[Dataset excerpts on object pointing]
┏━━

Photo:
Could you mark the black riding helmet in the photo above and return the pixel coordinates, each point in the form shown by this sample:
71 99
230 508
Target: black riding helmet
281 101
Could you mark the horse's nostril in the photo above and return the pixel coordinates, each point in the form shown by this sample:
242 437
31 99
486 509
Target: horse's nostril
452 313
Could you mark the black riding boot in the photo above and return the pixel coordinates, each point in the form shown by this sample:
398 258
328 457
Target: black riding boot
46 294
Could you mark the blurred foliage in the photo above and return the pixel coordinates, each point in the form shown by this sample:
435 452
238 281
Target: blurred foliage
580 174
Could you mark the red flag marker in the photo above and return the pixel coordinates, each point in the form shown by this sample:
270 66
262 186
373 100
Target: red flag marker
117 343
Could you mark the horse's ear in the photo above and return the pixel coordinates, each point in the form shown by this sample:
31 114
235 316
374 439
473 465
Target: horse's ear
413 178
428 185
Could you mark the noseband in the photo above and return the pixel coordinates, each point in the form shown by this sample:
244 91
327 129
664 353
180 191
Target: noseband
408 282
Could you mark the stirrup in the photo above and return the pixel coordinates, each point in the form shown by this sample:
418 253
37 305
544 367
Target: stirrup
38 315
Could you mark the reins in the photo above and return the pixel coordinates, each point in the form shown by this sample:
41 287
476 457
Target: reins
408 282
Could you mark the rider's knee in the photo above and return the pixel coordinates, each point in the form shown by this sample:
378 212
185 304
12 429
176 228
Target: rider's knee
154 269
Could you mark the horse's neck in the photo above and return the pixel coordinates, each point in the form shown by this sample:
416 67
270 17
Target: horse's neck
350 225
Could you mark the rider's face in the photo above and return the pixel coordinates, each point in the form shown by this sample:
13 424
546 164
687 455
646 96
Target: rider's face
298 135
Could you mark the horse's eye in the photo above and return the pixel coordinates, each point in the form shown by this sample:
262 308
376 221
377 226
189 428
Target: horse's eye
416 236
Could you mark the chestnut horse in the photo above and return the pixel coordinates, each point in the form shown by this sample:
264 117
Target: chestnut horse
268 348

┗━━

*SHORT EXERCISE*:
Rescale the listing from the line containing "Could you mark the reins" up to and including the last line of the listing: rewrite all of those lines with the requests included, multiplying each answer coordinate by 0.25 and rounding to whole numbers with halves going up. Leave the requests and their sample coordinates unchanged.

*SOLVED PROBLEM*:
Could you mark the reins in the photo above and return the pixel coordinates, each point in the form shown by this sample:
41 287
476 457
Target: reins
102 71
Could you mark the rider's knee in the photo above and return the pixel coordinates, each point in the form shown by this sample:
378 212
185 304
12 429
176 228
Target: rider's knee
39 67
Could you mark the horse's neck in the photo above and return the pixel coordinates, each point in the form shown by this sample:
416 67
270 17
Target: horse's neck
88 56
Could you mark the rider's face in the photo above and return the pixel coordinates, each point in the form shown by this sample:
13 424
546 164
687 455
646 96
Target: rider's face
75 34
Could you mark the horse's eye in the photo above and return the pixel coordinates, each point in the form shown by this sample:
262 308
376 221
377 226
189 428
Target: horse's eye
104 59
Could you mark the chestnut horse in the photo above and return the pixel coordinates, each point in the form shown by this sample:
264 117
Target: chestnut horse
67 87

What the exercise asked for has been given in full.